## Extracted text
━━━━━━━━━━━━━━━━━━━━━━━━━━━━━━
Though largely Euro-centric, it impacted the world’s stage at large, as the history and culture of “food” waved through with its paradoxes. A fascinating peep into it came at a recent Indo-German encounter in a little known corner of Tamil Nadu, at St. Xavier’s college (Auto­nomous) in Palayamkottai, Tirunelveli, once hailed as the “Oxford of the South”.

Even subalterns may stagger at over 300 years of “food history” in western Europe, particularly in countries like France, Britain and Germany.

“You know, until 1850 large sections of the population were feeding mainly on potatoes, ” Dr Detlef Briesen, Professor of History and Cultural Studies at the
Justus-Liebeg-University Giessen, Germ­any, startlingly posed.  Incredible, but substantially true! After nearly three centuries of “prosperous living” in western Europe, mainly in the German-speaking countries, between the 14th and 17th centuries, Europe went through a period of  “food crisis” in the pre-modern period, Dr Briesen drove home.

Outbreak of famines

The perpetual European wars, a big climate change caused by the “little ice age”, periodic outbreak of famines and agriculture stagnation cumulatively led to what he termed a “hunger crisis”, often resulting in undernourishment or even plain starvation. This was a powerful motivation for Europeans to “get
aggressive to conquer other parts of the world.”

For more than 150 years’ “standards of mass nutrition decreased constantly”, when 60 per cent of the European population simply struggled for survival,
nothing more, he noted. However, since the 17th century, as European powers set up colonies in other parts of the world, new products began arriving in Europe, which had been “developed abroad to serve the needy European consumers there”.

The foundations for a new food cycle were, ironically, laid outside Europe. Potatoes, for instance, originated from South America, liquor in large quantities was first distilled in the English colonies in North America, refined sugar imported from the Dutch, French and later English colonies, coffee initially from Mauritius and Sri Lanka and others.
━━━━━━━━━━━━━━━━━━━━━━━━━━━━━━
## Stored records
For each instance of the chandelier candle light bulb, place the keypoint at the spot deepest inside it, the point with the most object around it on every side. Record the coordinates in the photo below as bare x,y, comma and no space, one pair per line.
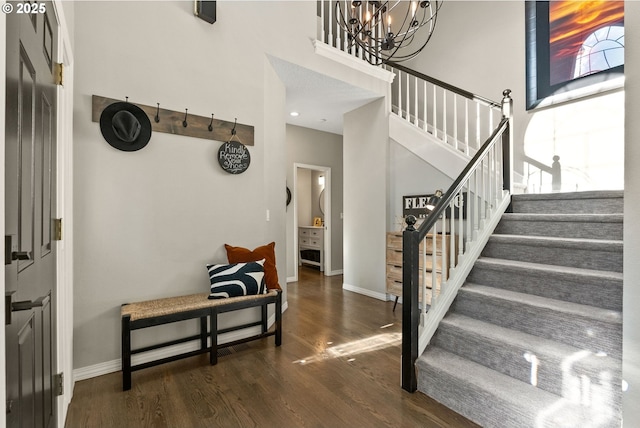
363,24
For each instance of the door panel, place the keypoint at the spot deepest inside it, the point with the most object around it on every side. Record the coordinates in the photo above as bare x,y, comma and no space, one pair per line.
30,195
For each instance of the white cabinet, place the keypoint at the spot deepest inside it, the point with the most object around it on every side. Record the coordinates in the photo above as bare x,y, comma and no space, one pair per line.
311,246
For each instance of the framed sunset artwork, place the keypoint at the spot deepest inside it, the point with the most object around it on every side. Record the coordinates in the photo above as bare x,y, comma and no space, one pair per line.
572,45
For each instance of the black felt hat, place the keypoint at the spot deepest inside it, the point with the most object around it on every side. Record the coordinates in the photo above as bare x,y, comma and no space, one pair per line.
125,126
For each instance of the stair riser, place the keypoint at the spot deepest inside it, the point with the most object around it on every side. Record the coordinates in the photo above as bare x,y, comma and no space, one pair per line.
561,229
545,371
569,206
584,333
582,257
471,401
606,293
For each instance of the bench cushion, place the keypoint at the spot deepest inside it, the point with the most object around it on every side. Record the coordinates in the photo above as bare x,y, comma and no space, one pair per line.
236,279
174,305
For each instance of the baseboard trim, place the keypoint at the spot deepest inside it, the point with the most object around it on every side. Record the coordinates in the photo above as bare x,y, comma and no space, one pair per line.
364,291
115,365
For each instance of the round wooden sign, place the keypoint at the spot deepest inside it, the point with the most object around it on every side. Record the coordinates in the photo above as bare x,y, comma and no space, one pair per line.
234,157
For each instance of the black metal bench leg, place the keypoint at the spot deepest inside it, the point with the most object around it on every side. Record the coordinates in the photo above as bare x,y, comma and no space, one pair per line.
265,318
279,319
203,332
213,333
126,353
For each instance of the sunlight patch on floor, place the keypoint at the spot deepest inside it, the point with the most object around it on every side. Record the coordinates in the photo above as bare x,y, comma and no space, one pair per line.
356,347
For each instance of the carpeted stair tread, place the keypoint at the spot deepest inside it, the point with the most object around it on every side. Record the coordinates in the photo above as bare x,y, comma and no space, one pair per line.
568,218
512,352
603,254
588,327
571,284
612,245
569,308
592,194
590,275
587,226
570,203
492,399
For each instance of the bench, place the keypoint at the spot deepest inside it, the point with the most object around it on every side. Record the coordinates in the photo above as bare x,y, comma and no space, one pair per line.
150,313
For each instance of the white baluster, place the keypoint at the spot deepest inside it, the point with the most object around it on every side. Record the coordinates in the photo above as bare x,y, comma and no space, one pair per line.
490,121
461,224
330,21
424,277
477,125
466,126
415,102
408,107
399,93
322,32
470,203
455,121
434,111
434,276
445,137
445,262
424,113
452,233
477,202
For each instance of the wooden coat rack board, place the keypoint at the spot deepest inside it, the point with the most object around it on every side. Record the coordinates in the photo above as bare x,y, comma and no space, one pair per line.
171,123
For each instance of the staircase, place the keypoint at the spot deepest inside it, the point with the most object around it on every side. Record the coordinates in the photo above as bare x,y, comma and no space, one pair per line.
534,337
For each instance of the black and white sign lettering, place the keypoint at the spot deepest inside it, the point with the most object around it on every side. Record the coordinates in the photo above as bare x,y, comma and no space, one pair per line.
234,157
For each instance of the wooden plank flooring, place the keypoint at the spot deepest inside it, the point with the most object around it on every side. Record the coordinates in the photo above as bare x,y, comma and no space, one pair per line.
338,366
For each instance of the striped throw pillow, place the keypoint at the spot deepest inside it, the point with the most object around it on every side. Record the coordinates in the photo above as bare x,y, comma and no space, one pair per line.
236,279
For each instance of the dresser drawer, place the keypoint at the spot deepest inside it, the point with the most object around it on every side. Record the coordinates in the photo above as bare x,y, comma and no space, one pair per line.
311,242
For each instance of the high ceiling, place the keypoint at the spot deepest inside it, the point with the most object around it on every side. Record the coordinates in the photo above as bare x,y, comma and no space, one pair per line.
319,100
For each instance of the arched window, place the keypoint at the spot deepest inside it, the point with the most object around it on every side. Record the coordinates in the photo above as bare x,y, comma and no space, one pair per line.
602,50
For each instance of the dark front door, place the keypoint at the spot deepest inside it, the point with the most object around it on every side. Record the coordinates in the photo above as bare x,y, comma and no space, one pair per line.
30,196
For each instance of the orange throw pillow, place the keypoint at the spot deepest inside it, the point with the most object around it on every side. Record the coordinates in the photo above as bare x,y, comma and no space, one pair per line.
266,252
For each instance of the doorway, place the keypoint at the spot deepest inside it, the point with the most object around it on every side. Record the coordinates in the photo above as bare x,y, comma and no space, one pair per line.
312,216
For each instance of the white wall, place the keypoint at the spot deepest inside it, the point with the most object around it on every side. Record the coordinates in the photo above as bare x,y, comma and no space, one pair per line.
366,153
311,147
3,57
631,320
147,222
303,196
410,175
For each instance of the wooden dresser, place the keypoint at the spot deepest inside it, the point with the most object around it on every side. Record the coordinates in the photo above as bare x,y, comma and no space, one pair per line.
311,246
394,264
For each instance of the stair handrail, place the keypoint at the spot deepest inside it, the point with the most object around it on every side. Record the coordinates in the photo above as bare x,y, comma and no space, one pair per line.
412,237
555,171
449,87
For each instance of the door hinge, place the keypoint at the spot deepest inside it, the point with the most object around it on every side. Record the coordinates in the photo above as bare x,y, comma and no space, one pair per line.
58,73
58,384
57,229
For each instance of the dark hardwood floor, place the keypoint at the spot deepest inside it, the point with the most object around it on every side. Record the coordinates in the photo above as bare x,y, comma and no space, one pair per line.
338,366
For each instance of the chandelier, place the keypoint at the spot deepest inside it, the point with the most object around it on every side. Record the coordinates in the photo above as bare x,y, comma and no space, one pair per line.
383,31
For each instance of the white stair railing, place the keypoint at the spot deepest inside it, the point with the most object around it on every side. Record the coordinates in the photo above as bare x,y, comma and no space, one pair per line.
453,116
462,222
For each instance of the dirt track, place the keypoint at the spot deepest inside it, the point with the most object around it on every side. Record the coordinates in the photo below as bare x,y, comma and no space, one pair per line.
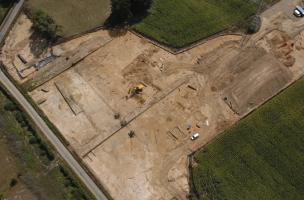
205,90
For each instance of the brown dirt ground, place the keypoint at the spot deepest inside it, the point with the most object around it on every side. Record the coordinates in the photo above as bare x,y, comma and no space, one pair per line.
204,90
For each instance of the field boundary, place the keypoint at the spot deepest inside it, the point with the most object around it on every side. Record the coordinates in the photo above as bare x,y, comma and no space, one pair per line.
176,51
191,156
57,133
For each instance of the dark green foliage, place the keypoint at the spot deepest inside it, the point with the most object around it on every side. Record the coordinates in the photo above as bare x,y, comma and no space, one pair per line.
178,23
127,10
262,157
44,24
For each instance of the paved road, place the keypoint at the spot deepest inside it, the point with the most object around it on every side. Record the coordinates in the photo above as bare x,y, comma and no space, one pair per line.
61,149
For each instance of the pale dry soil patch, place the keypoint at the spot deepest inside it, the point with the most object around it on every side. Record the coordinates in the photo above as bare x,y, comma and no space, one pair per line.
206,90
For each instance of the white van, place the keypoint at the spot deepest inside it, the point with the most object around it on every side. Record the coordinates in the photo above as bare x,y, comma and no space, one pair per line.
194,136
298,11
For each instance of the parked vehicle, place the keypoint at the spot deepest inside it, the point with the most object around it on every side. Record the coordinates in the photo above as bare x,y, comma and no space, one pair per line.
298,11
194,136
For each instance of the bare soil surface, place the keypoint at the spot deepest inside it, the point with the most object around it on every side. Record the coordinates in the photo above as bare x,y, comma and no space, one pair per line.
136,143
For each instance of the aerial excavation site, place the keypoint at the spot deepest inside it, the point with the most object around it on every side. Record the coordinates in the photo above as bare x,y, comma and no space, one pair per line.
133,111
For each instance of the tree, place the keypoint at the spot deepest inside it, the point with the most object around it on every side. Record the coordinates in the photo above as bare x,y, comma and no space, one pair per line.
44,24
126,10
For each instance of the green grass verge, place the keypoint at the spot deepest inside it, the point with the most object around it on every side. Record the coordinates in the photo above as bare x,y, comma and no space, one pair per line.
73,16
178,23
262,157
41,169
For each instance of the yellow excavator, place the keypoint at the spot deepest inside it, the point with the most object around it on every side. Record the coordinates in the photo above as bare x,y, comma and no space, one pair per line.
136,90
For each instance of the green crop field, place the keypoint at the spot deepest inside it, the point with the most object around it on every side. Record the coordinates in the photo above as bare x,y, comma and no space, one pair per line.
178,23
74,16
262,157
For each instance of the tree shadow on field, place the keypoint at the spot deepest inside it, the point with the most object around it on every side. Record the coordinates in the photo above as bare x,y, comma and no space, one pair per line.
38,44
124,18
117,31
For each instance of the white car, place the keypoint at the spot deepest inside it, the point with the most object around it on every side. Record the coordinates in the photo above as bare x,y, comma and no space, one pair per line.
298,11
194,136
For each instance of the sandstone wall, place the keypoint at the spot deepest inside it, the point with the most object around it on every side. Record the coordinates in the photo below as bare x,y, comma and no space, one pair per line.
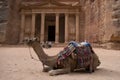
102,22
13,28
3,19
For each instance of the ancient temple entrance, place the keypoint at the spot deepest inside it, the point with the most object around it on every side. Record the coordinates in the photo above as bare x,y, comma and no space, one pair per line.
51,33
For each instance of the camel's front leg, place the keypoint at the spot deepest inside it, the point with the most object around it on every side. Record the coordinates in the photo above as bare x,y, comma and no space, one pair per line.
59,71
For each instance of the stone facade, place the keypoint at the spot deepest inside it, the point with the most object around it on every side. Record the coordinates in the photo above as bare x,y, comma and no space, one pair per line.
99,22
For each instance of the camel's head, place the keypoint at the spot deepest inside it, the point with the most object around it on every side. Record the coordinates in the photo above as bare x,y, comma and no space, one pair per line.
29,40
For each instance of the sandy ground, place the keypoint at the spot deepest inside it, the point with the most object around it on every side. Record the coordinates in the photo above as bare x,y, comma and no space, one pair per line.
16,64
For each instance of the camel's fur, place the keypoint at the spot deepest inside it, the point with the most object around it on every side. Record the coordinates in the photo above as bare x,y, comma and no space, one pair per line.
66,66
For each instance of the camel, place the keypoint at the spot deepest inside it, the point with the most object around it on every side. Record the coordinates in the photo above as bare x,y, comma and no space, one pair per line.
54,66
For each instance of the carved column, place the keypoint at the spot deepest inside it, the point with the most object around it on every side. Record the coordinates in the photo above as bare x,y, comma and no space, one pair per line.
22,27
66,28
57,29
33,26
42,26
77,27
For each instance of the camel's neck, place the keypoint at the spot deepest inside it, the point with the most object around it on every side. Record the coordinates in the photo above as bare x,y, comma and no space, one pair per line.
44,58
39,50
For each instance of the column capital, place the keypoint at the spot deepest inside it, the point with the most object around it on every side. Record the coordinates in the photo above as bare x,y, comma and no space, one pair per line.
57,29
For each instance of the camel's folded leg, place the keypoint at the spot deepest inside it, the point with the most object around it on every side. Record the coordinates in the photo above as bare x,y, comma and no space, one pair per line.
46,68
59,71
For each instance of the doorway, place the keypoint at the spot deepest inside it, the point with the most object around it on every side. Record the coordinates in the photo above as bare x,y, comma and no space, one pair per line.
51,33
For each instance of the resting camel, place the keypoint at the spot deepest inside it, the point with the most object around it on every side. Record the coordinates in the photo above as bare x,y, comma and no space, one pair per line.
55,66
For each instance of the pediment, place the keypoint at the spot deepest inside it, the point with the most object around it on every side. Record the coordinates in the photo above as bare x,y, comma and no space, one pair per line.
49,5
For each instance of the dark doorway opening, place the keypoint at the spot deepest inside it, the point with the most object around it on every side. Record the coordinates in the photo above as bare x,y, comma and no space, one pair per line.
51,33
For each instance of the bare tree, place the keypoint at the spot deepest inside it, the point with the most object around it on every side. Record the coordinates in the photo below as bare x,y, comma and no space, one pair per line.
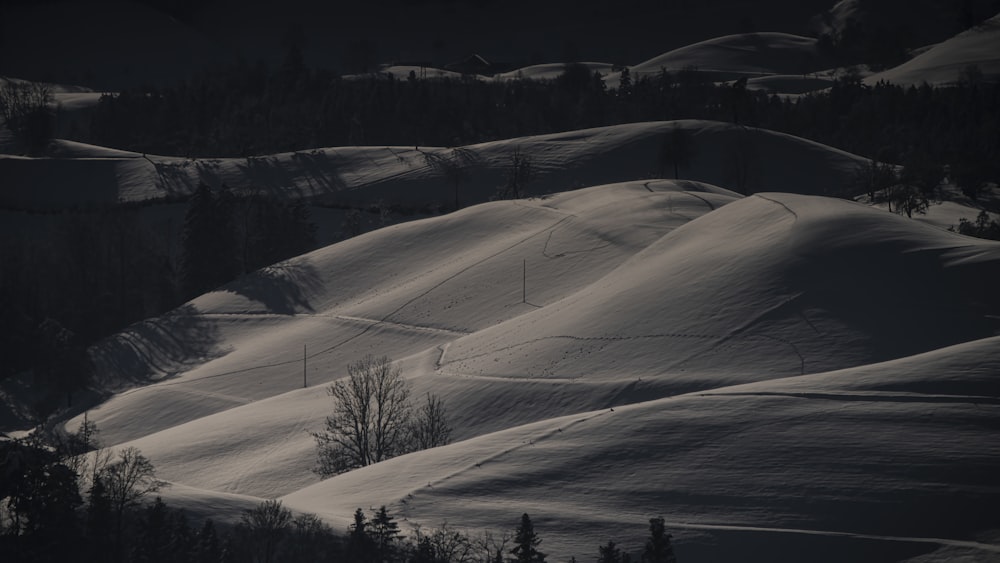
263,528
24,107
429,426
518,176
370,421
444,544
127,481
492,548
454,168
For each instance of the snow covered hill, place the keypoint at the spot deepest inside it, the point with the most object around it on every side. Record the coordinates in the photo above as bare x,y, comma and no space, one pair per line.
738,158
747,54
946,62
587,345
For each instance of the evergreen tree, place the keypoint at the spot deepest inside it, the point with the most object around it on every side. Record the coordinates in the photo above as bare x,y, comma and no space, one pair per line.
━━━━━━━━━━━━━━━━━━━━━━━━━━━━━━
## Exercise 1
In the article on European food history, where did potatoes originate?
## Exercise 2
Carry on the article on European food history, picking up after its last sentence.

## Reply 1
South America.

## Reply 2
“The demand for colonial commodities and the nutrition crisis modified European, including German, agriculture and led to the production of sugar beet, potato, and chicory. This production had a deep impact on agriculture and induced an often underestimated technological revolution in agriculture,” contended
Dr Briesen, also a visiting Professor at JNU, Delhi.

Thus, it was only after 1850, that Europe began to witness replacement of an undernourished diet with a prosperous pattern of food consumption, as he put it. Partying times were ushered in with serving of wine, beer, large quantities of beef, milk, cheese, sausages, vegetables and of course bread.

People began to “celebrate their status by trying to emulate the consumption patterns of the French nobility”. After the French Revolution though, what emerged was a “French bourgeoisie cuisine as the paradigm of good, nutritious and genteel food for more than a century,” he explained.

Across Europe, the post-1850s generally marked a “return to prosperity” in eating habits. But this process was rudely interrupted during the two killer World Wars. “The real prosperous consumption of Food” in German-speaking countries in particular came only from the 1950s,” he said.

Simultaneous developments in the post-Civil War United States saw people with a much higher income level taking a “more pragmatic approach to nutrition”. Though American cooking was “mainly influenced” by British traditions, a strong German influence and elements of French Haute cuisine, rapid industrialisation, new products, mass production, standardisation of nutrition, abundance and prosperity led to what he termed an “even more rapid and far-reaching” dining table revolution in the US!

While the early 1950s’ unfolded a new pattern of consumption in the US “with more chicken, salad, corn flakes, rice, noodles, tropical fruits, less potatoes, bread, pork, etc.,” the “Coke” and supermarket culture spread to the European continent predominantly only after World War II. The emergence of the “European Common Market”, a television market and advertisement were key factors which aided this transformation, he said.

Historical journey

Spanning this amazing historical journey of Food over 300 years, the food culture has now got more “egalitarian and ethnic”, thanks to migrant populations in
different countries, even as it has spawned a “wonderful diversity of nutrition”, in Prof. Briesen’s analysis.

From “gourmet food, organic food, pragmatic food introduced by modern nutrition, traditional food with its regional variations, extremely selective food by the upper class, experimental nutrition coming from the chemical industry’s lap for athletes and women who need to be slim, to overeating of prefabricated high calorific food for underclass children,” this huge variety in the food scene now turns age-old cookery upside down.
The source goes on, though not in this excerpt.